Aufgabenstellung 1 » Nennen Sie alle Verwandtschaftsbezeichnungen, die im Textausschnitt vorkommen, jeweils in der Grundform.

Textausschnitt »
____________________

Die Eltern meiner Mutter, waren genau wie meine Mutter und somit auch ich, nach dem Krieg wohnungslos. Ausgebombt hieß das damals. Wir schlüpften, nachdem wir ausgebombt waren, bei den Eltern meines Vaters unter. Meine Mutter hatte gewissermaßen Glück, ein Teil ihrer Möbel konnte vor den Flammen gerettet werden. Ihre Eltern hatte es schlimmer getroffen, sie besaßen nur noch das, was sie am Leib trugen und ihre Papiere. Es war wohl damals allgemein üblich und auch sinnvoll, die Versicherungspolicen und sonstigen wichtige Papiere mit in den Luftschutzkeller zu nehmen. Während über ihnen der Feuersturm ihr gesamtes Eigentum zerstörte, waren alle wichtigen Unterlagen für die Zeit danach gerettet. Wohnungslos und all ihrer Habe beraubt fanden die Großeltern eine neue Bleibe in der leerstehenden Wohnung einer meiner Großtanten – der Schwester meines Großvaters. Die Wohnung war auf dem Land gelegen und voll möbliert, aber sonst ohne alle Annehmlichkeiten. Wasser gab es aus der Pumpe auf dem Hof, das Gemeinschaftsklo war auch dort angesiedelt – natürlich in Form eines Plumpsklos. Meine Großeltern wohnten noch Jahre nach dem Krieg dort. Solange, bis meine Mutter eine Wohnung fand, die groß genug war, dass auch ihre Eltern dort wohnen konnten.

____________________

Auflistung markierter Punkte »
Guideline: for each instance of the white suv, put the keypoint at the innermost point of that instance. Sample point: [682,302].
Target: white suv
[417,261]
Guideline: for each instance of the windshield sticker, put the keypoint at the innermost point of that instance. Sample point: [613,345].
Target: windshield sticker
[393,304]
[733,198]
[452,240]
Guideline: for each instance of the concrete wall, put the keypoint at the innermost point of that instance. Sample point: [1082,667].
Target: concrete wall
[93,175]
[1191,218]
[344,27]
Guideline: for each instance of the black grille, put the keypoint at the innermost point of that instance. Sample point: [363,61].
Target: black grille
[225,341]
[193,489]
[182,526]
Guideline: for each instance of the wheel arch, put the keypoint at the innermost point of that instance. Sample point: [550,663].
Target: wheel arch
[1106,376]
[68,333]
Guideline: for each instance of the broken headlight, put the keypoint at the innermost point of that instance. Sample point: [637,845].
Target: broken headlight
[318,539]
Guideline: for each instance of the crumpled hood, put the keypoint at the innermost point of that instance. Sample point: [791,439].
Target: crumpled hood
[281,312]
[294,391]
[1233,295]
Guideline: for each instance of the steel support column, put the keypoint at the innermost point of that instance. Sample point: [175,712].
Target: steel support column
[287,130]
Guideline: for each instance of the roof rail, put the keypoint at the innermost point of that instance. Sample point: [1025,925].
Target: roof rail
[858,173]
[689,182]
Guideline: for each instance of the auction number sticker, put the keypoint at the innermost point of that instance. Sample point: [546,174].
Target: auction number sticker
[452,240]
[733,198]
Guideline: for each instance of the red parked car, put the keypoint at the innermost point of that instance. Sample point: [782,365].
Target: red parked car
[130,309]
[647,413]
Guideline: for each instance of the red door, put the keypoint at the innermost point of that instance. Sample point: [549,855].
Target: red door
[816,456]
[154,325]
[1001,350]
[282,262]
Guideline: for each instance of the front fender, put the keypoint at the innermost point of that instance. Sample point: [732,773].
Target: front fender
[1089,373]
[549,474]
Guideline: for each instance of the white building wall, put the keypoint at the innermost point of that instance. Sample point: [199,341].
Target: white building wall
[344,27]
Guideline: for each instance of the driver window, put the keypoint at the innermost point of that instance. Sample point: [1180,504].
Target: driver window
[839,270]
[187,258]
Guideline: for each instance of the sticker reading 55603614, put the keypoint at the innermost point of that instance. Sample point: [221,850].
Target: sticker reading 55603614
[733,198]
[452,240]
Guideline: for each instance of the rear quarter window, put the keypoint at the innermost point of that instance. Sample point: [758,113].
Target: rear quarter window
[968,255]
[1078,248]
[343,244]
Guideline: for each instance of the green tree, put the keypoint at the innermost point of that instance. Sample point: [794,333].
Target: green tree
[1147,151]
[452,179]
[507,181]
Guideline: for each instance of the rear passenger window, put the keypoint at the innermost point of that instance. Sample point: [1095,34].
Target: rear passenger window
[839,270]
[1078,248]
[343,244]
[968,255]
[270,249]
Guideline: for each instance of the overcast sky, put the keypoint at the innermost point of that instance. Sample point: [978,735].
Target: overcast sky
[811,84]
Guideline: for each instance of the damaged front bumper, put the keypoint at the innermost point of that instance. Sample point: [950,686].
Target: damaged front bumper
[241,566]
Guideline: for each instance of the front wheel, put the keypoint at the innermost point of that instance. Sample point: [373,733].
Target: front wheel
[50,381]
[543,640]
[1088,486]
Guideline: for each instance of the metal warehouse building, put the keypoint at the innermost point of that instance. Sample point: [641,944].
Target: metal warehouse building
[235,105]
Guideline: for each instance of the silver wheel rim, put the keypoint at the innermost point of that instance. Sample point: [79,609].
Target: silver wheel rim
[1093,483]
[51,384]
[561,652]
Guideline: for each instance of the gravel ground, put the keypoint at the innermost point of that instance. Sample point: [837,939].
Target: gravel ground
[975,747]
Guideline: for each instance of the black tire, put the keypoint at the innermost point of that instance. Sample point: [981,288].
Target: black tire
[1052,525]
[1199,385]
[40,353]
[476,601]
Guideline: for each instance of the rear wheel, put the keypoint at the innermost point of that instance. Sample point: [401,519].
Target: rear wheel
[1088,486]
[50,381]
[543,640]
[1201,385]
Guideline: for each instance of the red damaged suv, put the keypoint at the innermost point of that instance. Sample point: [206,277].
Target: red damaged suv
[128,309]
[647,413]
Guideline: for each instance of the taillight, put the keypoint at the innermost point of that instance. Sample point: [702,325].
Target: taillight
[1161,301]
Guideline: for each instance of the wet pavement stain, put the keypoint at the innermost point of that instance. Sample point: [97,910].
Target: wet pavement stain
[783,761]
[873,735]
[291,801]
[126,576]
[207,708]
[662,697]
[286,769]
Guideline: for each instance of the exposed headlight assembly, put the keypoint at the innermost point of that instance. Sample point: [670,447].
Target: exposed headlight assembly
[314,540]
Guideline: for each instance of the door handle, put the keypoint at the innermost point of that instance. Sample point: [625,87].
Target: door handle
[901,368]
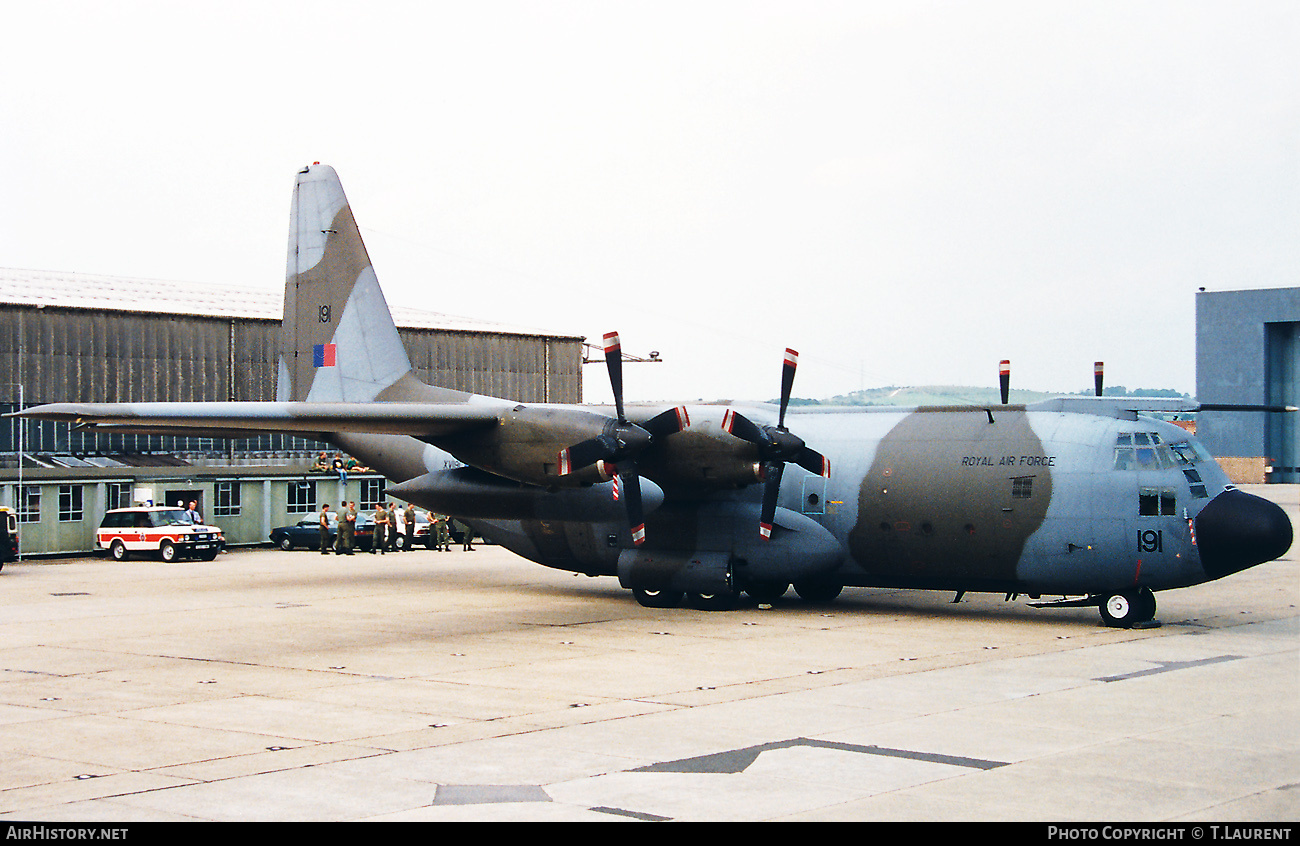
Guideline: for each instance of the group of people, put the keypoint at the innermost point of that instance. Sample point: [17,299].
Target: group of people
[338,464]
[388,524]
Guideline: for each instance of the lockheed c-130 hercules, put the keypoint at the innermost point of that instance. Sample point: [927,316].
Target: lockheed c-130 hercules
[1077,497]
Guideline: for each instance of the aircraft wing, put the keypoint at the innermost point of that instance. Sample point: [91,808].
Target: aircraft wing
[235,420]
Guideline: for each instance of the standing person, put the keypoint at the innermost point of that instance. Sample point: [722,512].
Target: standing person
[408,519]
[325,542]
[393,528]
[440,523]
[346,529]
[381,529]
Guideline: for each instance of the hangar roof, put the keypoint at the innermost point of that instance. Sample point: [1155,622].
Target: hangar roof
[167,296]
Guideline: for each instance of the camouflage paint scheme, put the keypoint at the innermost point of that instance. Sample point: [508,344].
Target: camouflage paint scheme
[1008,498]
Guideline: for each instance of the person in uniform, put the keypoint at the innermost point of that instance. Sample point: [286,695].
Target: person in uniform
[393,528]
[442,539]
[325,541]
[381,530]
[346,529]
[408,519]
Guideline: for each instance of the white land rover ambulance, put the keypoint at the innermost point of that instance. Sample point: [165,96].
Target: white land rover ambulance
[164,530]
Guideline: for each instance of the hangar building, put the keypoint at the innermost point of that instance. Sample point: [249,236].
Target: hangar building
[91,338]
[1248,351]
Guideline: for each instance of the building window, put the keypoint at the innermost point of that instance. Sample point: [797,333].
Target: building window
[228,499]
[70,503]
[118,495]
[372,493]
[29,503]
[302,498]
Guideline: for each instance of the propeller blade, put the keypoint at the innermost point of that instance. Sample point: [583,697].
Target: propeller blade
[585,454]
[667,423]
[792,361]
[614,364]
[814,461]
[629,485]
[771,489]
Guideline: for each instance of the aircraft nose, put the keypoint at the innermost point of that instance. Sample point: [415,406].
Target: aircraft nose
[1236,530]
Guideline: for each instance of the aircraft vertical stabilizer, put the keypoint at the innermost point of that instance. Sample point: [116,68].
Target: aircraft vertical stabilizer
[338,341]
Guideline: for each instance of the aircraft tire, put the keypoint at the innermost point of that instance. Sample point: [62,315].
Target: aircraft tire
[818,591]
[657,598]
[1126,608]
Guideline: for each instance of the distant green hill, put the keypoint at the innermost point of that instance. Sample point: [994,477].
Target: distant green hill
[957,395]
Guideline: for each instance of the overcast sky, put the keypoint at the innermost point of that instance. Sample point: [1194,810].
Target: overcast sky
[905,192]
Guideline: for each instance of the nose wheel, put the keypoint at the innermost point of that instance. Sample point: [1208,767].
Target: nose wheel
[1127,608]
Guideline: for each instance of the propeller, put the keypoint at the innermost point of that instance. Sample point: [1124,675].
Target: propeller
[618,446]
[776,446]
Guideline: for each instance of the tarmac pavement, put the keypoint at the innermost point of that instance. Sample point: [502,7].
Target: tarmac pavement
[456,685]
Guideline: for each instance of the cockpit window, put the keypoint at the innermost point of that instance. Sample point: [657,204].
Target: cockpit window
[1148,451]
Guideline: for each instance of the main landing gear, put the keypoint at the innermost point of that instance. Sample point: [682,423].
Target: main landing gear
[1127,608]
[759,593]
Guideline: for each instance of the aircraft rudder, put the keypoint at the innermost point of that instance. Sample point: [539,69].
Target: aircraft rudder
[338,341]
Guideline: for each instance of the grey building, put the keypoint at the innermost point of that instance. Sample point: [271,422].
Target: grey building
[1248,351]
[91,338]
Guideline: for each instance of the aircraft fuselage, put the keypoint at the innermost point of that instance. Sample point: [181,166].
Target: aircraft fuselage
[979,499]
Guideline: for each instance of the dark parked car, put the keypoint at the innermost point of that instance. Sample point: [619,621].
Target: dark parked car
[306,533]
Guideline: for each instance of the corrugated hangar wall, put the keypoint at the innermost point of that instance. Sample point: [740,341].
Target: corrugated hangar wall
[92,355]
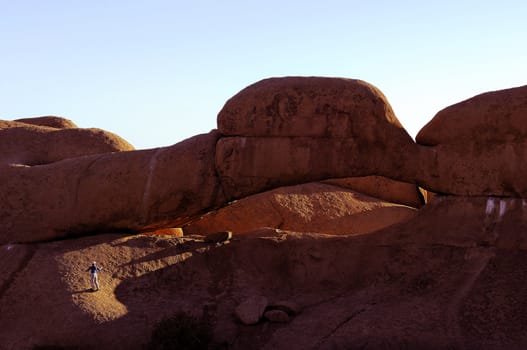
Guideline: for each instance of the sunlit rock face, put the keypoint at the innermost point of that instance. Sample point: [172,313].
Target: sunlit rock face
[312,207]
[290,130]
[478,146]
[127,191]
[34,142]
[50,121]
[274,133]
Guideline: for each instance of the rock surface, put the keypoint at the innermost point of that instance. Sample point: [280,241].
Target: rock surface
[27,144]
[50,121]
[284,131]
[478,146]
[384,188]
[452,277]
[130,191]
[251,310]
[313,207]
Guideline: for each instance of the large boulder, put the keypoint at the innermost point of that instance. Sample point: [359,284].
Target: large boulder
[28,144]
[384,188]
[285,131]
[477,147]
[130,191]
[312,207]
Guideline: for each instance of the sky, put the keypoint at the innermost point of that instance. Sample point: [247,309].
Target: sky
[157,72]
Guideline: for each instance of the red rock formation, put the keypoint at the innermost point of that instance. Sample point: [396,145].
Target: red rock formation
[26,144]
[385,189]
[451,277]
[131,191]
[286,131]
[357,134]
[478,146]
[312,207]
[50,121]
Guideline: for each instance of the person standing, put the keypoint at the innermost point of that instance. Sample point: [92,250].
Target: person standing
[94,278]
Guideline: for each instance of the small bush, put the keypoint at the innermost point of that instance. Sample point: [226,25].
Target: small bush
[182,332]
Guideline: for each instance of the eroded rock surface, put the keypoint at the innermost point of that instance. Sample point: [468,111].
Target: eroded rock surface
[437,281]
[130,191]
[28,144]
[284,131]
[313,207]
[478,146]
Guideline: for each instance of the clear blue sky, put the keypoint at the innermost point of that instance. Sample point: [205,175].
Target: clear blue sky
[157,72]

____________________

Aufgabenstellung 2 » Filtern Sie aus der Auflistung jede Zeile heraus, die das Wort „exposed“ enthält.

Vollständige Antwort 1 » Eltern, Mutter, Vater, Großeltern, Großtante, Schwester, Großvater

Vollständige Antwort 2 »
Guideline: for each instance of the exposed headlight assembly, put the keypoint at the innermost point of that instance. Sample point: [670,447].
Target: exposed headlight assembly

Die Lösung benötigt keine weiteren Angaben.